_Data excerpts_
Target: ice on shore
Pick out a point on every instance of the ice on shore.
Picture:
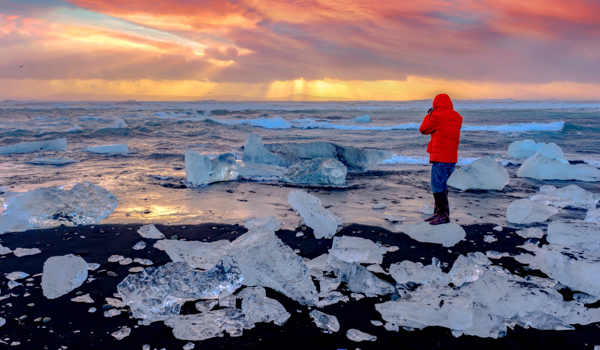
(201, 170)
(447, 234)
(576, 234)
(310, 208)
(355, 250)
(110, 149)
(526, 211)
(199, 255)
(159, 292)
(62, 274)
(483, 174)
(318, 171)
(545, 168)
(84, 204)
(35, 146)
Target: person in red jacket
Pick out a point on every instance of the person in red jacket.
(443, 124)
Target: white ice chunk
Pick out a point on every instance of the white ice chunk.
(310, 208)
(446, 234)
(84, 204)
(483, 174)
(525, 211)
(62, 274)
(28, 147)
(109, 149)
(355, 250)
(545, 168)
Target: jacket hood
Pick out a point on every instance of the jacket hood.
(442, 101)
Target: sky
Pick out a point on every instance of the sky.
(331, 49)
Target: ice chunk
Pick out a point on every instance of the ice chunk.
(209, 324)
(199, 255)
(408, 271)
(446, 235)
(111, 149)
(355, 250)
(310, 208)
(483, 174)
(263, 309)
(525, 211)
(358, 336)
(158, 292)
(28, 147)
(264, 260)
(523, 149)
(201, 170)
(84, 204)
(62, 274)
(576, 234)
(327, 323)
(545, 168)
(318, 171)
(151, 232)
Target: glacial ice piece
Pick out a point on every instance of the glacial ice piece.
(199, 255)
(310, 208)
(159, 292)
(327, 323)
(263, 309)
(408, 271)
(447, 235)
(358, 336)
(523, 149)
(359, 279)
(209, 324)
(201, 170)
(526, 211)
(576, 234)
(355, 250)
(545, 168)
(110, 149)
(264, 260)
(483, 174)
(318, 171)
(28, 147)
(84, 204)
(62, 274)
(254, 151)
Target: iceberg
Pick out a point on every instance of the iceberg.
(35, 146)
(310, 208)
(111, 149)
(483, 174)
(201, 170)
(447, 235)
(545, 168)
(318, 171)
(62, 274)
(525, 211)
(84, 204)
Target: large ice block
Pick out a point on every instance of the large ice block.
(84, 204)
(318, 171)
(310, 208)
(526, 211)
(62, 274)
(545, 168)
(28, 147)
(483, 174)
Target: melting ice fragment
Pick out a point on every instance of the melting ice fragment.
(483, 174)
(62, 274)
(310, 208)
(84, 204)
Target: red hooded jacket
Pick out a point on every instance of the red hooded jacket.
(443, 124)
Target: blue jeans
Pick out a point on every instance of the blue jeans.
(440, 172)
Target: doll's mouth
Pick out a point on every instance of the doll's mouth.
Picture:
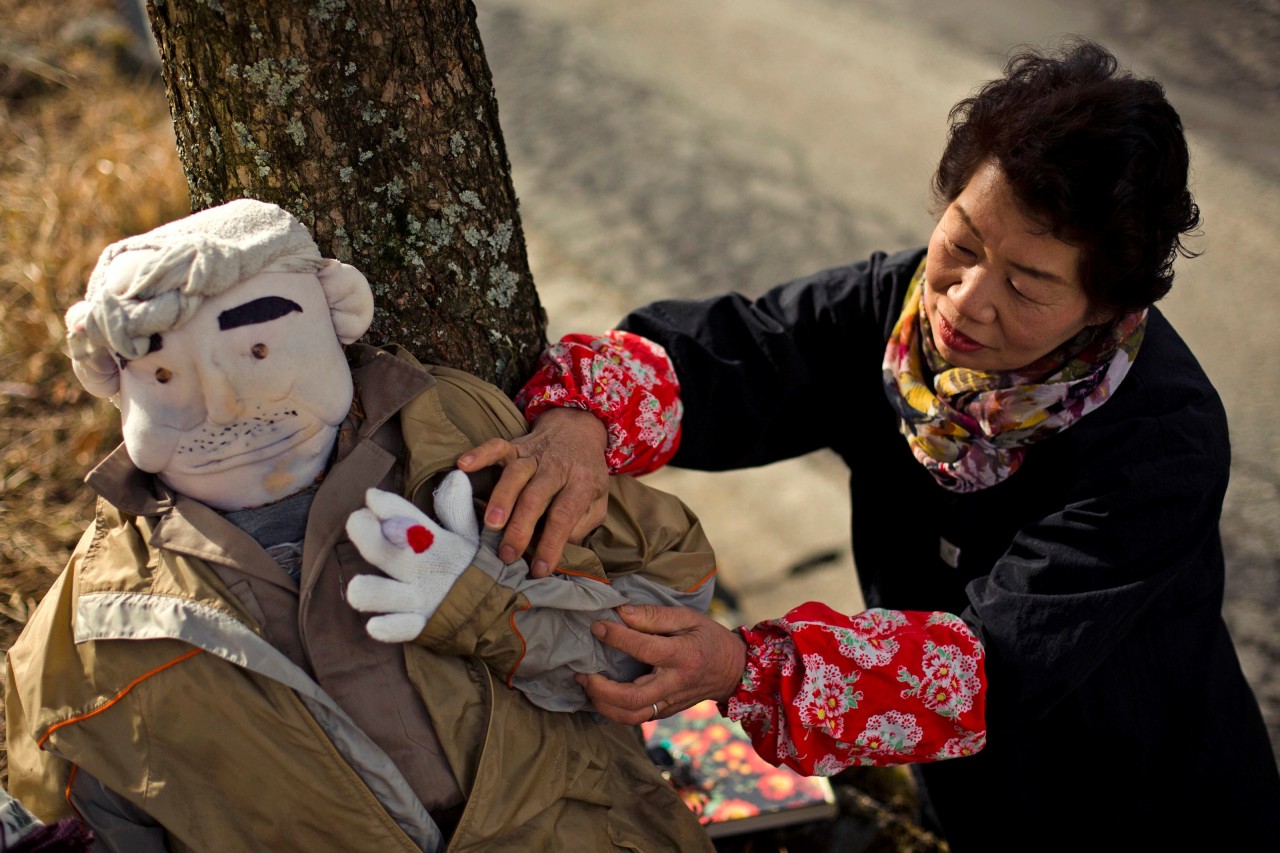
(224, 460)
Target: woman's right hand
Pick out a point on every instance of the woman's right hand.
(556, 473)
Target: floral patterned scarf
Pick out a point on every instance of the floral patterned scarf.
(970, 429)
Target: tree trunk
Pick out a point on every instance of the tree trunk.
(376, 124)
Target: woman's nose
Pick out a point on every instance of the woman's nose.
(974, 295)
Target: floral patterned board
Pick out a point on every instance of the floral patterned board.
(723, 780)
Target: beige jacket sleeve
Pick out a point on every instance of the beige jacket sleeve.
(535, 633)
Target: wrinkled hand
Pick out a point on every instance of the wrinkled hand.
(694, 658)
(558, 470)
(421, 557)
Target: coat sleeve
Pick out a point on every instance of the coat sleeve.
(535, 633)
(762, 379)
(823, 692)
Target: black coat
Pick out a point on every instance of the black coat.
(1093, 575)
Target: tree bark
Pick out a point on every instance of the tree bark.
(376, 124)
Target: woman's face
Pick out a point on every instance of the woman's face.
(1000, 292)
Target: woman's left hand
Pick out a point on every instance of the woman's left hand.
(693, 656)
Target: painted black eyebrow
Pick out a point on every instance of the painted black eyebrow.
(263, 310)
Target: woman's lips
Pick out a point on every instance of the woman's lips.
(954, 338)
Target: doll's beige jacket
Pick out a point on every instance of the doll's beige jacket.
(173, 664)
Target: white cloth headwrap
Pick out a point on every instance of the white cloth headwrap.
(154, 282)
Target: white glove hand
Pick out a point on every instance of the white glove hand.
(421, 557)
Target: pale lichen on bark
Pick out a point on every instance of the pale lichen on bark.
(376, 124)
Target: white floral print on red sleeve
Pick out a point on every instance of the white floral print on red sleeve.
(624, 379)
(823, 690)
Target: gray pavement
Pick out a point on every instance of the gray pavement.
(679, 149)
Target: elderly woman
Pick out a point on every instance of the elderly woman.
(1037, 469)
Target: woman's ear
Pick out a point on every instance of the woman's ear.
(351, 300)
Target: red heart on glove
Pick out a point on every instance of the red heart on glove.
(419, 538)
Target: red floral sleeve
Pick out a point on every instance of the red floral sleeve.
(823, 690)
(624, 379)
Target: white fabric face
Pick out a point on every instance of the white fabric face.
(240, 405)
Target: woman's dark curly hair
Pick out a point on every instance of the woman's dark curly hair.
(1095, 154)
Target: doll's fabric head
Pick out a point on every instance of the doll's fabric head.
(220, 336)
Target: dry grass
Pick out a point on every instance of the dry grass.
(86, 156)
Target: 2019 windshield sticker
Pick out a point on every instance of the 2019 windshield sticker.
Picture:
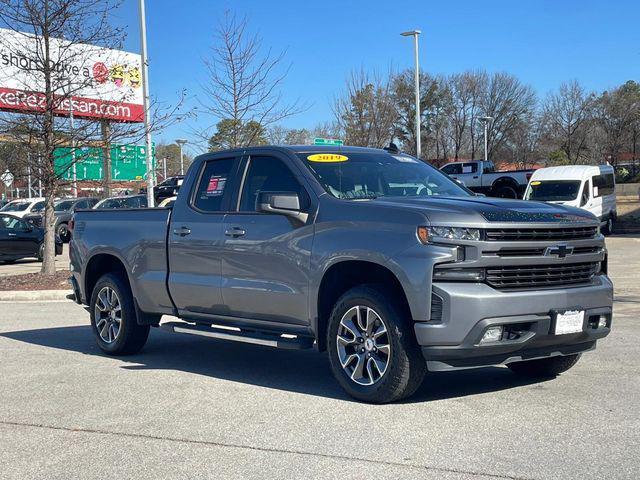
(327, 158)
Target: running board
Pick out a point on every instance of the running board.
(291, 342)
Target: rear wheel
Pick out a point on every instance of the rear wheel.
(544, 367)
(113, 317)
(372, 349)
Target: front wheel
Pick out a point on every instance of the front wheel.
(544, 367)
(372, 348)
(113, 317)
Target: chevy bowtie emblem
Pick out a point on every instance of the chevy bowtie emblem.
(560, 251)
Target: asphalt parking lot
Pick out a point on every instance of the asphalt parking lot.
(196, 408)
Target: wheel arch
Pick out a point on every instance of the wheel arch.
(343, 275)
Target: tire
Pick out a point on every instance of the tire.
(129, 337)
(506, 192)
(63, 232)
(544, 367)
(405, 366)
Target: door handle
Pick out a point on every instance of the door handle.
(182, 231)
(235, 232)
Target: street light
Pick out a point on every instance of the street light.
(485, 121)
(181, 143)
(414, 34)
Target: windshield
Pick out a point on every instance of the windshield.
(356, 176)
(553, 190)
(64, 205)
(15, 207)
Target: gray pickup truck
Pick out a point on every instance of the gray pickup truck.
(373, 256)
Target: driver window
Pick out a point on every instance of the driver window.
(266, 174)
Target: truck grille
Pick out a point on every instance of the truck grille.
(533, 234)
(538, 252)
(540, 276)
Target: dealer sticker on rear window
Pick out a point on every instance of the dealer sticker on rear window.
(215, 187)
(327, 158)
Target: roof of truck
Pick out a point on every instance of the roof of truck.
(570, 172)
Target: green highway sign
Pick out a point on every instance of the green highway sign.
(128, 162)
(328, 141)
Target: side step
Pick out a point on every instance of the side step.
(286, 341)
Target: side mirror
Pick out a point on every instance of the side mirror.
(281, 203)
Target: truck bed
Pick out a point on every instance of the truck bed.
(139, 238)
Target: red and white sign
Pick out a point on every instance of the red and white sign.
(92, 82)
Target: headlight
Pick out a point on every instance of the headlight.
(458, 274)
(425, 234)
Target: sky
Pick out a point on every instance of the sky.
(543, 42)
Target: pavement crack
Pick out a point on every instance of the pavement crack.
(262, 449)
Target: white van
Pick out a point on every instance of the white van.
(24, 206)
(589, 187)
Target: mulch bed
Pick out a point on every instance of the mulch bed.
(36, 281)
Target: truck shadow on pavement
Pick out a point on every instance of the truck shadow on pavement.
(296, 371)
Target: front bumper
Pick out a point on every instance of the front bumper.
(469, 309)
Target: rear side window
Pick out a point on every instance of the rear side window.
(453, 169)
(603, 185)
(213, 185)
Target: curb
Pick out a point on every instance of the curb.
(34, 295)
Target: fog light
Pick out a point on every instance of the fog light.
(493, 334)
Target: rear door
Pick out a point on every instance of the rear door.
(195, 239)
(265, 257)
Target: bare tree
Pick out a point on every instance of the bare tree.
(507, 101)
(366, 112)
(49, 41)
(244, 87)
(568, 115)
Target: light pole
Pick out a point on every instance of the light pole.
(181, 143)
(485, 121)
(414, 34)
(145, 94)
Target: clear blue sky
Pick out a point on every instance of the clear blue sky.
(543, 42)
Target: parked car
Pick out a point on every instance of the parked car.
(20, 239)
(169, 188)
(127, 201)
(592, 188)
(167, 202)
(377, 258)
(63, 210)
(24, 206)
(482, 177)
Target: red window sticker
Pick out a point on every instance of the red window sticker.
(215, 187)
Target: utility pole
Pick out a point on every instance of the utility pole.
(145, 93)
(414, 34)
(73, 151)
(181, 143)
(485, 122)
(105, 126)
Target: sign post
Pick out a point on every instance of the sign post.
(328, 141)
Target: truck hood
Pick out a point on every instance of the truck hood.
(480, 210)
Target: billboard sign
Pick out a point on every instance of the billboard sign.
(91, 81)
(128, 162)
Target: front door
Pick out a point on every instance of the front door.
(195, 240)
(265, 260)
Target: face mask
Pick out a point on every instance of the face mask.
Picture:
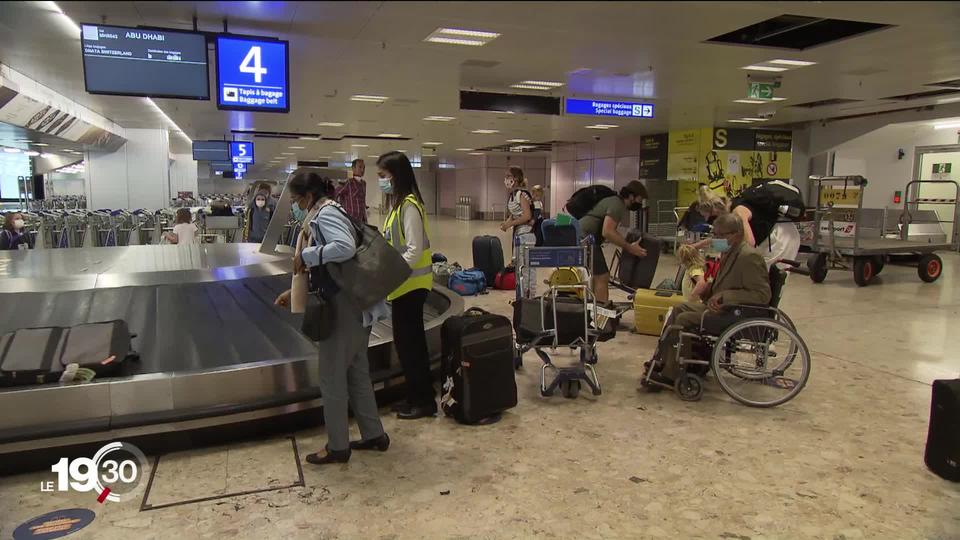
(720, 244)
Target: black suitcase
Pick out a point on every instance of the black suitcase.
(488, 257)
(529, 321)
(477, 366)
(942, 455)
(635, 272)
(40, 355)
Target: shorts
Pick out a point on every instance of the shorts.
(599, 261)
(783, 243)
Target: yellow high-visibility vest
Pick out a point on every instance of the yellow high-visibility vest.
(422, 276)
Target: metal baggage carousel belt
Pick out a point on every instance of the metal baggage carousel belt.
(179, 327)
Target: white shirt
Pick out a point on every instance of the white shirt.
(186, 233)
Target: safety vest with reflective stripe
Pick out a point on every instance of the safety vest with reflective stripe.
(422, 276)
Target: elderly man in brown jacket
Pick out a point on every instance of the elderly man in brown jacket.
(742, 279)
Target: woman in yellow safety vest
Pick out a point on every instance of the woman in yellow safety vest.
(407, 230)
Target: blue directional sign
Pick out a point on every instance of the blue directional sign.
(241, 152)
(596, 107)
(253, 74)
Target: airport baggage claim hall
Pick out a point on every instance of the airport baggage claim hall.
(629, 270)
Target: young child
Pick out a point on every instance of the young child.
(184, 231)
(694, 282)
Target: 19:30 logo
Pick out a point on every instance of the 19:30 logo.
(113, 473)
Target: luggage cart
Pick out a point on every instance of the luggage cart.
(549, 332)
(869, 254)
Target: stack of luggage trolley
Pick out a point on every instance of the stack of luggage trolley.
(564, 316)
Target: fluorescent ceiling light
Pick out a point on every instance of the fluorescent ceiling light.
(797, 63)
(763, 68)
(531, 87)
(468, 33)
(458, 36)
(368, 98)
(551, 84)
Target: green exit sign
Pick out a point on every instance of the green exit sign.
(761, 90)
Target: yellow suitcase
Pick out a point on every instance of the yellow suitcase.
(650, 309)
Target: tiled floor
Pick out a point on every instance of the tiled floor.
(844, 460)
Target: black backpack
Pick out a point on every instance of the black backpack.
(584, 199)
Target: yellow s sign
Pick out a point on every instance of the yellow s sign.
(720, 138)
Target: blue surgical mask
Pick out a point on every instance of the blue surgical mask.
(299, 214)
(720, 244)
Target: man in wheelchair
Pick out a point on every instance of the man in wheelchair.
(742, 280)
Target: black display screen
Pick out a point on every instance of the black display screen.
(144, 62)
(212, 151)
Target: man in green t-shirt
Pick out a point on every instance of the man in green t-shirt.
(602, 221)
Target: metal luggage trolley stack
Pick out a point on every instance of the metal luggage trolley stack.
(869, 247)
(544, 322)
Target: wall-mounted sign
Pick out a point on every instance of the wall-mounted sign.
(253, 74)
(596, 107)
(241, 152)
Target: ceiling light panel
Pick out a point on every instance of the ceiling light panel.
(755, 67)
(460, 36)
(793, 63)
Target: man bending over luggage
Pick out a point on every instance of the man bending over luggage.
(602, 221)
(742, 279)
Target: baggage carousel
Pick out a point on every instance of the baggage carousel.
(214, 350)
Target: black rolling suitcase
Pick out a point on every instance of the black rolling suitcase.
(40, 355)
(635, 272)
(488, 257)
(477, 366)
(942, 455)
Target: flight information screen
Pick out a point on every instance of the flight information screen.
(141, 62)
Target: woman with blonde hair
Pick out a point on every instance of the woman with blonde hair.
(761, 209)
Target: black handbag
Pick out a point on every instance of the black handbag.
(318, 319)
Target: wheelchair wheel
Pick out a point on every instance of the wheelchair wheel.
(761, 362)
(689, 387)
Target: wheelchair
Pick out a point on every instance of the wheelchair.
(754, 352)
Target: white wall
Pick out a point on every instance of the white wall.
(135, 176)
(874, 156)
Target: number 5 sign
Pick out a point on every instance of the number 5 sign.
(253, 74)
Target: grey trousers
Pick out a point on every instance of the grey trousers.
(345, 378)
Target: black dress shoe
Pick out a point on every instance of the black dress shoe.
(413, 412)
(381, 444)
(332, 456)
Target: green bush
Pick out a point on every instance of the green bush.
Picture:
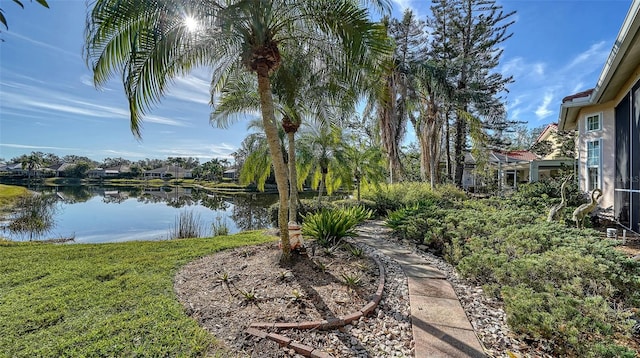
(577, 327)
(328, 227)
(306, 207)
(560, 284)
(392, 197)
(545, 193)
(348, 203)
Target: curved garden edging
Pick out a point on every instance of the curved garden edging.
(255, 329)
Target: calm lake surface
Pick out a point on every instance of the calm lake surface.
(96, 214)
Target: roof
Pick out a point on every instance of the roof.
(168, 169)
(578, 95)
(623, 59)
(550, 127)
(521, 155)
(512, 156)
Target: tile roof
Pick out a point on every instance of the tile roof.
(582, 94)
(521, 155)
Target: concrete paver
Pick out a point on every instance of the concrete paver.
(440, 325)
(432, 287)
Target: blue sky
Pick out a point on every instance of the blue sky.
(48, 103)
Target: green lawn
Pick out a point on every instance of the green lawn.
(111, 300)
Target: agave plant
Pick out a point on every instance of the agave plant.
(329, 227)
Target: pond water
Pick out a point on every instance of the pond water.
(96, 214)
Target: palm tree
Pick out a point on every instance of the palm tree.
(429, 101)
(320, 154)
(151, 42)
(257, 163)
(307, 85)
(32, 162)
(366, 164)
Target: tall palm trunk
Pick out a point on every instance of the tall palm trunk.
(323, 181)
(280, 168)
(293, 179)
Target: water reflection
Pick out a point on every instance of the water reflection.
(120, 213)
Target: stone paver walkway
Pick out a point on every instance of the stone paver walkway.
(440, 325)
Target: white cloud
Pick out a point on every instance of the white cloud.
(42, 100)
(595, 55)
(27, 146)
(403, 4)
(45, 45)
(543, 110)
(191, 89)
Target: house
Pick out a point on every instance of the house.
(58, 170)
(607, 120)
(167, 172)
(507, 169)
(232, 174)
(13, 169)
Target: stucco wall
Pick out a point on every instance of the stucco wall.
(607, 135)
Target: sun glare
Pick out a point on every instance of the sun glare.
(191, 23)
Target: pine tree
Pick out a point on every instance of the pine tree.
(465, 39)
(390, 102)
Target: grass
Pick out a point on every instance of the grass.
(102, 299)
(9, 194)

_Work instructions_
In the listing above, locate the line with "Pick out a point on every instance of the light" and the line with "Target: truck hood", then extract exactly those lines and every line between them, and nothing more.

_Response for this exercise_
Pick out a point on every instance of the light pole.
(181, 143)
(485, 121)
(414, 34)
(145, 94)
Target: clear blue sky
Pick out a point on every instance of the clear blue sky.
(543, 42)
Target: parked car
Pick out a point on every instance of the parked car.
(20, 239)
(169, 188)
(127, 201)
(592, 188)
(167, 202)
(377, 258)
(63, 210)
(24, 206)
(482, 177)
Target: red window sticker
Pick out a point on every instance of the red window sticker.
(215, 187)
Target: utility pole
Pick out a point on every instance of the utility pole.
(145, 93)
(414, 34)
(73, 151)
(181, 143)
(485, 122)
(105, 126)
Target: sign post
Pick out a point on every instance of the sign post.
(328, 141)
Target: truck hood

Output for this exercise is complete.